WHAT THIS TASK INVOLVES.
An exact reproduction of all the entries is what the answer must contain.

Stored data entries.
=== Section Start ===
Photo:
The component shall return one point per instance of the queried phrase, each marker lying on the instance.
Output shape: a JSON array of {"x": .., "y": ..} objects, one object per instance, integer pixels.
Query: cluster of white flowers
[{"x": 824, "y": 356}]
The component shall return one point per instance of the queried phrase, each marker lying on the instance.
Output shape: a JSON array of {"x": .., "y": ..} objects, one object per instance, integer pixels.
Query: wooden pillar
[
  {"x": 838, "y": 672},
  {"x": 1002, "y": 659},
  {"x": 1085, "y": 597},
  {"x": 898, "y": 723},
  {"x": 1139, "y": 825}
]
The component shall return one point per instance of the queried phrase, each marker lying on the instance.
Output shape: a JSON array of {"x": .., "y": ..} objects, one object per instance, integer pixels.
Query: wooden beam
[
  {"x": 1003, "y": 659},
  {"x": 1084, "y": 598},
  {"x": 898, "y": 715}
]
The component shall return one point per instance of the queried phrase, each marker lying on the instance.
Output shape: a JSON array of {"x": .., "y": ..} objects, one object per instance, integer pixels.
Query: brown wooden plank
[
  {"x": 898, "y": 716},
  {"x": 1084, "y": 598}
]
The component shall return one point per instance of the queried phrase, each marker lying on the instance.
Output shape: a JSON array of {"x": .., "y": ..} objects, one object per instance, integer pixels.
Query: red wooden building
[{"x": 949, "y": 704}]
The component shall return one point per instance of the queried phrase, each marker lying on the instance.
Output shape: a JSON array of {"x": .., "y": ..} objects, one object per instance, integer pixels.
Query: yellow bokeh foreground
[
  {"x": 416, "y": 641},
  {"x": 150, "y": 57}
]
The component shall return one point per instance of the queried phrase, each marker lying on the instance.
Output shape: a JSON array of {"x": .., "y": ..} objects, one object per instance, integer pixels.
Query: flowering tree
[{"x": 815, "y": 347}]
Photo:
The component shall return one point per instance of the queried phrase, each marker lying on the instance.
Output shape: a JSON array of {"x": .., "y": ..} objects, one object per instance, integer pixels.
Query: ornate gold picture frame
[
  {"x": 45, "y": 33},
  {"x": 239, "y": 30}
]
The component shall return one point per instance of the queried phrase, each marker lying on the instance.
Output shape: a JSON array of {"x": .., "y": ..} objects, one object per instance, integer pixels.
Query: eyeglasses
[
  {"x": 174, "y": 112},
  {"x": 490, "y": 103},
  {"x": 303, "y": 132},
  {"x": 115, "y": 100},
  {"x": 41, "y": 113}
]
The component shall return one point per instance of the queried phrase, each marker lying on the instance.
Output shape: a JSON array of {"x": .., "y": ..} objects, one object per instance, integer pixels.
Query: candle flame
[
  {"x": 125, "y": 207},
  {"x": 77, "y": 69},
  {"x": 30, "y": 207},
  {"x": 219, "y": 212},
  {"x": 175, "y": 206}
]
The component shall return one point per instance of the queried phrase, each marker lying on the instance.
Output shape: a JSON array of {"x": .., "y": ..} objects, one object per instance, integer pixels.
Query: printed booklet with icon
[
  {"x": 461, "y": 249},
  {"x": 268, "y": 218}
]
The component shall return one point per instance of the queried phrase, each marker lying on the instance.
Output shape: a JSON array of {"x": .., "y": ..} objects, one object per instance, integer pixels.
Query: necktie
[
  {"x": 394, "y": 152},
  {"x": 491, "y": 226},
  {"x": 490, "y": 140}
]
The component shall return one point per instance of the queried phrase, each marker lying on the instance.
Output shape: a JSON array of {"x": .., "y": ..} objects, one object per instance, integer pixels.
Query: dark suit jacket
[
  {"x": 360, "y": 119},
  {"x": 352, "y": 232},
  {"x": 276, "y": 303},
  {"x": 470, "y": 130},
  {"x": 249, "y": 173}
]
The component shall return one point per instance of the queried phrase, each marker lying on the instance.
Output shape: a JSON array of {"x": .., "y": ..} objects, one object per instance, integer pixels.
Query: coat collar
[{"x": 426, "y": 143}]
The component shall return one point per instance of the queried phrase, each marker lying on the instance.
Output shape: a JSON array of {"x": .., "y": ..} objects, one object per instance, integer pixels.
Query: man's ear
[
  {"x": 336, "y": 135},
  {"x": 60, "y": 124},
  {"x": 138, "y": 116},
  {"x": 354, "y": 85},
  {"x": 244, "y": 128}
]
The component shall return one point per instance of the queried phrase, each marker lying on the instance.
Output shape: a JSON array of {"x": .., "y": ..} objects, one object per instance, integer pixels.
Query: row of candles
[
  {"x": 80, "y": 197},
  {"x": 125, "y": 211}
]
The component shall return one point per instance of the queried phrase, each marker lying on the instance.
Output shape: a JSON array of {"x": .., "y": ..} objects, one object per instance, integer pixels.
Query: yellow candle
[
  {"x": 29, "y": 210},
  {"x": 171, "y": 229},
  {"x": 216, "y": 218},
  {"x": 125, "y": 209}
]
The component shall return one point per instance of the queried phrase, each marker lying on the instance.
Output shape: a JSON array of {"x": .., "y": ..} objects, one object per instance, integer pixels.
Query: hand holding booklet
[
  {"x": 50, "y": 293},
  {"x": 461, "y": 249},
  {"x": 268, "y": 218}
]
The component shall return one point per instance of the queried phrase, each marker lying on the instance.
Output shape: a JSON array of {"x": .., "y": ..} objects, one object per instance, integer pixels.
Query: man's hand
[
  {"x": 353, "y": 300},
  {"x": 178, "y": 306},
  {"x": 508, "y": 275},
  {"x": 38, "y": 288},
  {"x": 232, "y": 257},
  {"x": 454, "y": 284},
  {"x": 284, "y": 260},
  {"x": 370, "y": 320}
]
=== Section End ===
EXERCISE RESPONSE.
Photo:
The component shall return one point per instance of the queried phrase, each marker lying on the instance.
Output shape: a JSON array of {"x": .., "y": ..} objects, one object per instance, integer pixels.
Query: cluster of white flowers
[{"x": 824, "y": 356}]
The component shall return one point per instance of the queried phrase, each marker lying on the instance.
Output shape: a JSON array of {"x": .., "y": ..} objects, one object per instance, integer pixels.
Query: wooden pillar
[
  {"x": 838, "y": 672},
  {"x": 1002, "y": 659},
  {"x": 1085, "y": 597},
  {"x": 898, "y": 723},
  {"x": 1139, "y": 825}
]
The component shall return one point per instance of the queried phrase, each marker lying on the instance.
Output shape: a JSON array of {"x": .., "y": ..} objects, one object per instance, integer pixels.
Query: wooden beam
[
  {"x": 1003, "y": 659},
  {"x": 1084, "y": 598},
  {"x": 898, "y": 715}
]
The component shall return one point per instance of the queried phrase, each marker lying on the instance.
Output shape: a JSON array of {"x": .., "y": ..} objects, one object per instance, integer pixels.
Query: brown wooden plank
[
  {"x": 898, "y": 716},
  {"x": 1084, "y": 598}
]
The component shall return one point per instance of the queried phrase, each marker lying on the instance.
Output shape: a JSON array of {"x": .., "y": ..} objects, one object per instance, integer pixels.
Query: red wooden building
[{"x": 949, "y": 704}]
The component shall return one point per instance of the queried phrase, each marker lying on the instance.
Output shape: a JSON array of {"x": .., "y": ..} objects, one object per instance, integer pixels.
Query: yellow bokeh foreground
[
  {"x": 416, "y": 641},
  {"x": 150, "y": 57}
]
The component shall return one point per instance of the queried phrase, each marker lying on the instance.
Output shape: a JSON array of {"x": .., "y": ..} objects, one object per instance, integer pixels.
Query: flowering tree
[{"x": 815, "y": 347}]
Photo:
The component shall return one point per instance of the queried phrase, each marker lying on the instance.
Output shape: a JSON array of {"x": .., "y": ..} objects, one object per instance, integer pixels.
Query: ornate gold picture frame
[
  {"x": 45, "y": 33},
  {"x": 239, "y": 30}
]
The component shall return one point per instance of the queried phrase, each marker lying on the instance.
Output shape: a JSON array of {"x": .., "y": ..} objects, one object per instance, integer pixels.
Query: eyeglasses
[
  {"x": 174, "y": 112},
  {"x": 490, "y": 103},
  {"x": 303, "y": 132},
  {"x": 115, "y": 100},
  {"x": 41, "y": 113}
]
The component shall return one point per instance of the queried phrase, each marker lying on the instance.
Output shape: a JSON array of {"x": .., "y": ..} objects, one object per instance, integer pixels.
Query: candle flame
[
  {"x": 125, "y": 207},
  {"x": 77, "y": 69},
  {"x": 30, "y": 207},
  {"x": 219, "y": 212},
  {"x": 175, "y": 206}
]
The component shall return one point per instance of the queried phrase, each marker lying on the instance.
Output shape: a JSON array of {"x": .., "y": ..} objects, one object per instance, integer pixels.
Query: printed booklet with icon
[
  {"x": 461, "y": 249},
  {"x": 268, "y": 218}
]
The component shall return one point per instance of the queried phrase, each marker lying on the instance.
Output shape: a JSON array of {"x": .., "y": ..} objects, one object per instance, integer pixels.
Query: necktie
[
  {"x": 394, "y": 152},
  {"x": 491, "y": 226},
  {"x": 490, "y": 140}
]
The component shall return one point per instance of the queried phrase, each marker lying on the instance.
Output shape: a JSON array of {"x": .., "y": ..} objects, one object per instance, integer pixels.
Query: dark suit jacket
[
  {"x": 360, "y": 119},
  {"x": 352, "y": 232},
  {"x": 276, "y": 303},
  {"x": 470, "y": 130},
  {"x": 249, "y": 173}
]
The component shall return one point per instance of the queried phrase, each marker lying on the instance.
Output shape: a JSON array of {"x": .., "y": ..} objects, one object per instance, integer pixels.
Query: coat collar
[{"x": 426, "y": 143}]
The component shall return one point per instance of the queried phrase, each marker lying on the instance.
Output shape: a JSON array of {"x": .., "y": ..} objects, one object per instance, integer pixels.
Query: man's ear
[
  {"x": 336, "y": 135},
  {"x": 60, "y": 124},
  {"x": 138, "y": 116},
  {"x": 354, "y": 85},
  {"x": 244, "y": 128}
]
The component shall return one point per instance of the queried phrase, each marker lying on the instance.
Output shape: a JSON array of {"x": .., "y": ..} objects, one object per instance, integer pixels.
Query: row of candles
[
  {"x": 80, "y": 197},
  {"x": 125, "y": 211}
]
The component shall return one point per instance of the queried phrase, each marker lying on the instance.
Output shape: a JSON array of {"x": .., "y": ..} objects, one object per instance, integer pixels.
Query: yellow candle
[
  {"x": 29, "y": 210},
  {"x": 171, "y": 229},
  {"x": 216, "y": 218},
  {"x": 125, "y": 209}
]
The component shall return one point per instance of the queried phrase, each marker lying on the instance.
Output shape: a JSON array of {"x": .., "y": ..} objects, one object per instance, integer pixels.
Query: hand holding booklet
[
  {"x": 50, "y": 293},
  {"x": 461, "y": 249},
  {"x": 268, "y": 218}
]
The component shall return one point per instance of the queried phrase, each marker lying on the instance.
Output shape: a JSON array of {"x": .., "y": ..} objects, one object per instance, integer pixels.
Query: man's hand
[
  {"x": 353, "y": 300},
  {"x": 178, "y": 306},
  {"x": 508, "y": 275},
  {"x": 38, "y": 288},
  {"x": 232, "y": 257},
  {"x": 454, "y": 284},
  {"x": 284, "y": 260},
  {"x": 370, "y": 320}
]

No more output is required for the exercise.